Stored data
/---

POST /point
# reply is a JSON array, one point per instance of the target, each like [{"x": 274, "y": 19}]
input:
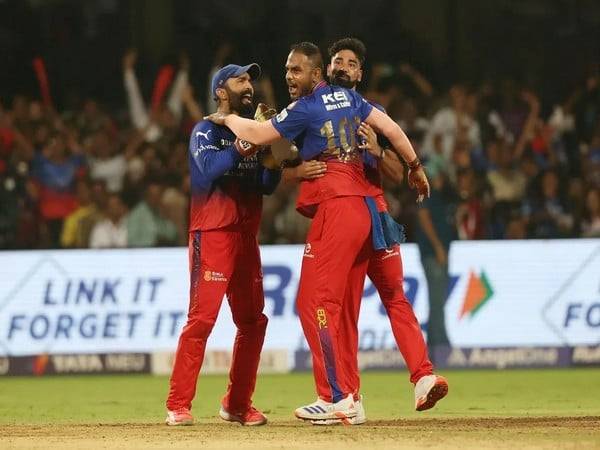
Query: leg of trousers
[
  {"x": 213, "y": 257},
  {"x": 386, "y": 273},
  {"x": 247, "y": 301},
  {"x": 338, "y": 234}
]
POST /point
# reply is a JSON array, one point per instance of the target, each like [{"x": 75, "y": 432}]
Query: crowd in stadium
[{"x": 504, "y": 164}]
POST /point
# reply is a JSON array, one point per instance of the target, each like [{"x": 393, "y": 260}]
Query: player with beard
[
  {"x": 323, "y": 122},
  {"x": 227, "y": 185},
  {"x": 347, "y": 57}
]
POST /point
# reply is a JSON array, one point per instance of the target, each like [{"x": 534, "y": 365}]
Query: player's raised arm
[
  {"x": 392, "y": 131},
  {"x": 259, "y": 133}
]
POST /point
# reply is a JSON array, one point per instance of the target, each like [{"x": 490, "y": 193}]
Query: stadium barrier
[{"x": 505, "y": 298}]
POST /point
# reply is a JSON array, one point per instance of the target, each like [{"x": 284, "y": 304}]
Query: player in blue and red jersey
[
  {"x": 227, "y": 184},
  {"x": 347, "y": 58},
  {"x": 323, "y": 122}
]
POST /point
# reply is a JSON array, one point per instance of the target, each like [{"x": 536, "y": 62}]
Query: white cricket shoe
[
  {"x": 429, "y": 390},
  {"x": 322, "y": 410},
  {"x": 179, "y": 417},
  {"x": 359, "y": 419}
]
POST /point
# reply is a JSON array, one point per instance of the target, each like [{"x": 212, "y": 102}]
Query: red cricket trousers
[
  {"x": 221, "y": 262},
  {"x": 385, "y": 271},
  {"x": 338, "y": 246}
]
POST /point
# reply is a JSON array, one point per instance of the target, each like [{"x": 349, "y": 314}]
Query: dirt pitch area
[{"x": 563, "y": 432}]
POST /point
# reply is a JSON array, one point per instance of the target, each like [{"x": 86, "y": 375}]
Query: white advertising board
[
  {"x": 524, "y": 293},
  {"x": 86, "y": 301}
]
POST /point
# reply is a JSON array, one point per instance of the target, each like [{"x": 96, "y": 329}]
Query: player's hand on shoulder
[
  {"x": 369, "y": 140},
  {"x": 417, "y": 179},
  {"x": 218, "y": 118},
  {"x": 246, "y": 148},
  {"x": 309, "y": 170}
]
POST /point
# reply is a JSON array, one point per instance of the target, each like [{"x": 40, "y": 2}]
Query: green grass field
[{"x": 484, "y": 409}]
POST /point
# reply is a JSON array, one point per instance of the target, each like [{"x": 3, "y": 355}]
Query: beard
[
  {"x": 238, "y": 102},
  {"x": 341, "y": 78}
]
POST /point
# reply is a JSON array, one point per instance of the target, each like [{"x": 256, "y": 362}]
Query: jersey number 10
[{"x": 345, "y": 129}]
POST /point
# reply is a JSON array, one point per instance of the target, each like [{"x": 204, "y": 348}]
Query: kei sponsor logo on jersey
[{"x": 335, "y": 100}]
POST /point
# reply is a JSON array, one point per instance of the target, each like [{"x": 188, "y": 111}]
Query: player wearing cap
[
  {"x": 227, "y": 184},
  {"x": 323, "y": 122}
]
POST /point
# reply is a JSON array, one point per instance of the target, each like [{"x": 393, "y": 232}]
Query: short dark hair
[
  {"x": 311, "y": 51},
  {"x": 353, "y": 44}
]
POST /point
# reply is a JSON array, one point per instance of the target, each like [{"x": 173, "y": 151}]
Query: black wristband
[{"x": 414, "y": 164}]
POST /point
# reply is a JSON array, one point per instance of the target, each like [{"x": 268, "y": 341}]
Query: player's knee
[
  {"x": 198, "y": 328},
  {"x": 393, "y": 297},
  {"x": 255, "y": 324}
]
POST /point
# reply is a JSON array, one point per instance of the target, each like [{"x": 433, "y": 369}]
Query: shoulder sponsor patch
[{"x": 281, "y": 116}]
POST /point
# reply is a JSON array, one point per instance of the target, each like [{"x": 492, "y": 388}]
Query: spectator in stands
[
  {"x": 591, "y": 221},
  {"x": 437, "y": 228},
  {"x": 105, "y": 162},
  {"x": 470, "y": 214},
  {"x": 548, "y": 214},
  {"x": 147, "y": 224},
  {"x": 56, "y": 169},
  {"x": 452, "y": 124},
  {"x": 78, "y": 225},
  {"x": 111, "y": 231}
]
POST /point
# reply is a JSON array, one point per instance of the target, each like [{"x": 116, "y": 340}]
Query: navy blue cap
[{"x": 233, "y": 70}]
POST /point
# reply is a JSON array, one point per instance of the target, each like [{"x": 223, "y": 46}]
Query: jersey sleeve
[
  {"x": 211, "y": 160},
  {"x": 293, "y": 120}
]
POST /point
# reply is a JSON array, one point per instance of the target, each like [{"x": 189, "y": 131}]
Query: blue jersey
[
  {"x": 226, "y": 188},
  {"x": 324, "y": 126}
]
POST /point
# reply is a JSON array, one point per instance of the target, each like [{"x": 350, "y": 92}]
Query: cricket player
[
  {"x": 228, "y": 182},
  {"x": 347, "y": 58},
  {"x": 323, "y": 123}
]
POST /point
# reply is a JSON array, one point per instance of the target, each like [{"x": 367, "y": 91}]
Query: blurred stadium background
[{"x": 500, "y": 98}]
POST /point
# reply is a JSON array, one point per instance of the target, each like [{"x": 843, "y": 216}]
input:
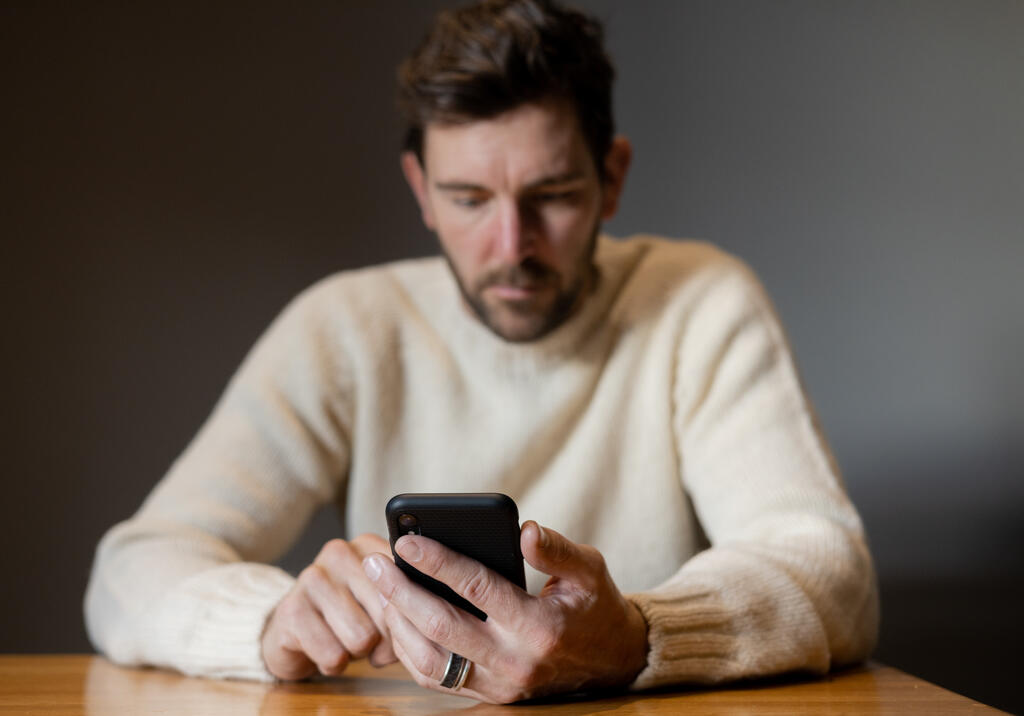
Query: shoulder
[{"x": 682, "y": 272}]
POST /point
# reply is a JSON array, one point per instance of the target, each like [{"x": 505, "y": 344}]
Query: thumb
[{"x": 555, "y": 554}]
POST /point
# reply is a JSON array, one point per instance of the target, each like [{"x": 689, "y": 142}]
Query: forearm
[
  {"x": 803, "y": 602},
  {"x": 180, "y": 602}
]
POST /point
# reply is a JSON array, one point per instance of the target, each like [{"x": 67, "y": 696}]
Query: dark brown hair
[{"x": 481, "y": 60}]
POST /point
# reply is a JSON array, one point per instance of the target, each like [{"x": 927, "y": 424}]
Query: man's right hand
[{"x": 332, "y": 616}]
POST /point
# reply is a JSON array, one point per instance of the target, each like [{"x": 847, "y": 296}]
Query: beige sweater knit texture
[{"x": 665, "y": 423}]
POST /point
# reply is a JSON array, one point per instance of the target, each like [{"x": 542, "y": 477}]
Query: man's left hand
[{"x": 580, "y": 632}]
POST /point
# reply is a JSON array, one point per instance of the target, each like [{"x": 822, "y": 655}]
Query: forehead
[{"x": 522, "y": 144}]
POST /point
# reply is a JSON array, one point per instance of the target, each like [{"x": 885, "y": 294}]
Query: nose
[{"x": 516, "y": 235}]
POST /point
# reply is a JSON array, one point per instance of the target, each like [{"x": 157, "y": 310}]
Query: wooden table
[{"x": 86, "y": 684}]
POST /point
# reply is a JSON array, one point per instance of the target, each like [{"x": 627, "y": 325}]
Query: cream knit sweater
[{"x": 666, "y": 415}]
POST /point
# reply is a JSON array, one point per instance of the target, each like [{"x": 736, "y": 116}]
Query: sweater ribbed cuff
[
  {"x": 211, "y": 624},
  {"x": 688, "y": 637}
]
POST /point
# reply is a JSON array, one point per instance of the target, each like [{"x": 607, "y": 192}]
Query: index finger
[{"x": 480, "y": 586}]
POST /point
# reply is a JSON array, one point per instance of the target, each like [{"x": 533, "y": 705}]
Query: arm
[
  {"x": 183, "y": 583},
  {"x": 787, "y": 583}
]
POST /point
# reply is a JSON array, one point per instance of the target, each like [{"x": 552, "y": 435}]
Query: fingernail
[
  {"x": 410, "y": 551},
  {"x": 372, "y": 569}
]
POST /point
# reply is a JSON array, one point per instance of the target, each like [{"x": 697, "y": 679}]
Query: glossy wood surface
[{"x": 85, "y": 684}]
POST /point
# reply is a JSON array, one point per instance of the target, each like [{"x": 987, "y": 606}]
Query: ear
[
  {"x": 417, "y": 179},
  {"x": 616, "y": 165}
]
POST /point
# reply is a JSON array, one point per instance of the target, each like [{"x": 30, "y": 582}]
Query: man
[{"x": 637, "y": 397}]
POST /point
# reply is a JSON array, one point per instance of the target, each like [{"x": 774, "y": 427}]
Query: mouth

\---
/---

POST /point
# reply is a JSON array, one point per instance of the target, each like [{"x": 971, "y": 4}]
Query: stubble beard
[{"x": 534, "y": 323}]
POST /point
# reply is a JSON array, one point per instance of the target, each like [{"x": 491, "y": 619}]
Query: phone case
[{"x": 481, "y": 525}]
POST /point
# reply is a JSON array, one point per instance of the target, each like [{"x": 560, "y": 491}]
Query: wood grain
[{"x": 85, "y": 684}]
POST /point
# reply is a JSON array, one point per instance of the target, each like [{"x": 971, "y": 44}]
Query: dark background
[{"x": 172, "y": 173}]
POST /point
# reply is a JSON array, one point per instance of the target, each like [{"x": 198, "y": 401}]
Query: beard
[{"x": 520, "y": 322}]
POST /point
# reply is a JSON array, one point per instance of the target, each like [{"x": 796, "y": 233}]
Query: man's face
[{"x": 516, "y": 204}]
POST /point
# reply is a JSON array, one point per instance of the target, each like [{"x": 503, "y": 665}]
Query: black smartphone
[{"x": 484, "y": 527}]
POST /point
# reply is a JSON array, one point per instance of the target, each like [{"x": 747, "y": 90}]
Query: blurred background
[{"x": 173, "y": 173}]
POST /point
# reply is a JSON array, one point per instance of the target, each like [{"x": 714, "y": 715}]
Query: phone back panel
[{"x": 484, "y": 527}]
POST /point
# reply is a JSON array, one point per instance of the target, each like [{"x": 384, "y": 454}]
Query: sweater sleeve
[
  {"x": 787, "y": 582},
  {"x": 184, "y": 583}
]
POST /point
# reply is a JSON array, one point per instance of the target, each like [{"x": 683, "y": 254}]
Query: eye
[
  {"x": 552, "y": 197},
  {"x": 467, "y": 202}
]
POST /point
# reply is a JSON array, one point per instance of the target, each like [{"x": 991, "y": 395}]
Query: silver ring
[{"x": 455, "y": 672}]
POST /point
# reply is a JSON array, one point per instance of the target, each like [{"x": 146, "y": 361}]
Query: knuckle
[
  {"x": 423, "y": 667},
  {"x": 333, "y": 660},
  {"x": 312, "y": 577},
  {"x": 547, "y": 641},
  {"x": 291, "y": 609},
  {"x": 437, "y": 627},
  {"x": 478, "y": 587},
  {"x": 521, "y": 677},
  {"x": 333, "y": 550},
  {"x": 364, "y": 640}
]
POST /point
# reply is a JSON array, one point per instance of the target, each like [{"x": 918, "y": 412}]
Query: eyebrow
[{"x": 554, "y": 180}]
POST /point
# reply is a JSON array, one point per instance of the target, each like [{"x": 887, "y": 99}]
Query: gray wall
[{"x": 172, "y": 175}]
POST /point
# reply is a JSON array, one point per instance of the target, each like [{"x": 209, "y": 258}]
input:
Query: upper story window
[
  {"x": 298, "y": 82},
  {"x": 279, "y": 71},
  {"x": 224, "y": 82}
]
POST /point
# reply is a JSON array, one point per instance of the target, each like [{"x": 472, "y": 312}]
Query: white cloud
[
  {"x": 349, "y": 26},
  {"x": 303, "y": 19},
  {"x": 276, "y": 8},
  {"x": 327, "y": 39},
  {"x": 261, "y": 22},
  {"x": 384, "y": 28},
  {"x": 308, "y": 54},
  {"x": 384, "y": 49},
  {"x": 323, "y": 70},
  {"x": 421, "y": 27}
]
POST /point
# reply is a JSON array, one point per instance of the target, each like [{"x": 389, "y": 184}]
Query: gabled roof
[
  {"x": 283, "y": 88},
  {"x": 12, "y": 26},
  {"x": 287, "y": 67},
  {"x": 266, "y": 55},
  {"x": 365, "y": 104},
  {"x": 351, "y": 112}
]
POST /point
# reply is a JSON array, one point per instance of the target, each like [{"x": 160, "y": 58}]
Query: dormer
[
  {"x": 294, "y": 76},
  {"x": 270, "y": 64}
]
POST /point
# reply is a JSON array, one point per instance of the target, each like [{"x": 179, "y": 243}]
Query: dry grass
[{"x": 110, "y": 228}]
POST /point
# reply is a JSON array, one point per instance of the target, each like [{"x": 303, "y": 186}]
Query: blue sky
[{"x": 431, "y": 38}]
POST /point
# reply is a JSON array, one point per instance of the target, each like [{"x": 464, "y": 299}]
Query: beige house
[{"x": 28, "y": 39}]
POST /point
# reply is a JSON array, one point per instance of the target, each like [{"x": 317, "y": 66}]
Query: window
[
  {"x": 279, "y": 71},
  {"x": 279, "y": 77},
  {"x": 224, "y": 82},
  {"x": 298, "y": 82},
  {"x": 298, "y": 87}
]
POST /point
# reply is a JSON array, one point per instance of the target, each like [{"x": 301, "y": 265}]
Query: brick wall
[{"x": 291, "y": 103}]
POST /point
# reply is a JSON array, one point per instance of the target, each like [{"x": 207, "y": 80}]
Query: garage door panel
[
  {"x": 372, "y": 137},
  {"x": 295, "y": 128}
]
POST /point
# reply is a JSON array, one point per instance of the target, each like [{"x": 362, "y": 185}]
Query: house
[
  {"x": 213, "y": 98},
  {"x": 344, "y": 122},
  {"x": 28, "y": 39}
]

\---

Find every line in the items above that contains the string "jersey", and copy each one. Treat uppercase and lowercase as different.

Query: player in blue and red jersey
Query: jersey number 10
Query: kei sponsor logo on jersey
Query: jersey sleeve
Query: blue jersey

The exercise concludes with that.